### Exercise
Lay out the part of the items that opens with the line containing "pixel 210 461." and closes with the line containing "pixel 570 282", both ends included, as a Markdown table. Use the columns Row and Line, number each row, and leave out blank lines.

### Given information
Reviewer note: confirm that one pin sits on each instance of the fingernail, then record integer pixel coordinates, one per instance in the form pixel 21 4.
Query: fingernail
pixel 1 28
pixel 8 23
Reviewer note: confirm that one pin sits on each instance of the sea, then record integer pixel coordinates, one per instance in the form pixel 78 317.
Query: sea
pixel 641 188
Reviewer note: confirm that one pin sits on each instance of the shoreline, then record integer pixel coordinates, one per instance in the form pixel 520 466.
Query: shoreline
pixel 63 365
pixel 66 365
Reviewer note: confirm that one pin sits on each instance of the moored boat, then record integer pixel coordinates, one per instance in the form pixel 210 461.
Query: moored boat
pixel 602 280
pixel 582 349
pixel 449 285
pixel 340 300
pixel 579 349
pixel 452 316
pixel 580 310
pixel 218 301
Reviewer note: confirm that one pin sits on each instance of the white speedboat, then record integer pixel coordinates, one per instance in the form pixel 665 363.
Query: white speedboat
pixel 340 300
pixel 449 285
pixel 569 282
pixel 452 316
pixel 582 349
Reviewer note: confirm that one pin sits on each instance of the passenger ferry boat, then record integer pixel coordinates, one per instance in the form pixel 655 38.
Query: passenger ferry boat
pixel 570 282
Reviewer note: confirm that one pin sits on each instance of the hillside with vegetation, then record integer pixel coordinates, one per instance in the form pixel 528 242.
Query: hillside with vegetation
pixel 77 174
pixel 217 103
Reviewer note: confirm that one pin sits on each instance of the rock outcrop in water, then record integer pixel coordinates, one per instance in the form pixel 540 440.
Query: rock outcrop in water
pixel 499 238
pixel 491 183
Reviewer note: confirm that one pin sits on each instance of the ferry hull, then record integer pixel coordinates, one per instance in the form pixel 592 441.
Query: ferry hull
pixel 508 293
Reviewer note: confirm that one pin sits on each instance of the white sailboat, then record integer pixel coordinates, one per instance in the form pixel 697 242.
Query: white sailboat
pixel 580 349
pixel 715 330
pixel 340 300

### Output of the task
| Row | Line |
|---|---|
| 1 | Reviewer note: confirm that one pin sits on each instance of the moored boat, then record integer pixel coordinates, one per instance in the form pixel 210 461. |
| 2 | Query: moored boat |
| 3 | pixel 602 280 |
| 4 | pixel 582 349 |
| 5 | pixel 449 285 |
| 6 | pixel 340 300 |
| 7 | pixel 579 349 |
| 8 | pixel 452 316 |
| 9 | pixel 580 310 |
| 10 | pixel 218 301 |
| 11 | Reviewer note: confirm that one pin sits on each instance of the white speedboat, then record integer pixel coordinates, one per instance in the form pixel 665 363. |
| 12 | Query: white speedboat |
| 13 | pixel 340 300 |
| 14 | pixel 449 285 |
| 15 | pixel 569 282 |
| 16 | pixel 452 316 |
| 17 | pixel 582 349 |
| 18 | Reviewer note: confirm that one pin sits on each instance of the passenger ferry boat, then record integer pixel coordinates, one per instance in the form pixel 655 38. |
| 19 | Query: passenger ferry boat |
| 20 | pixel 570 282 |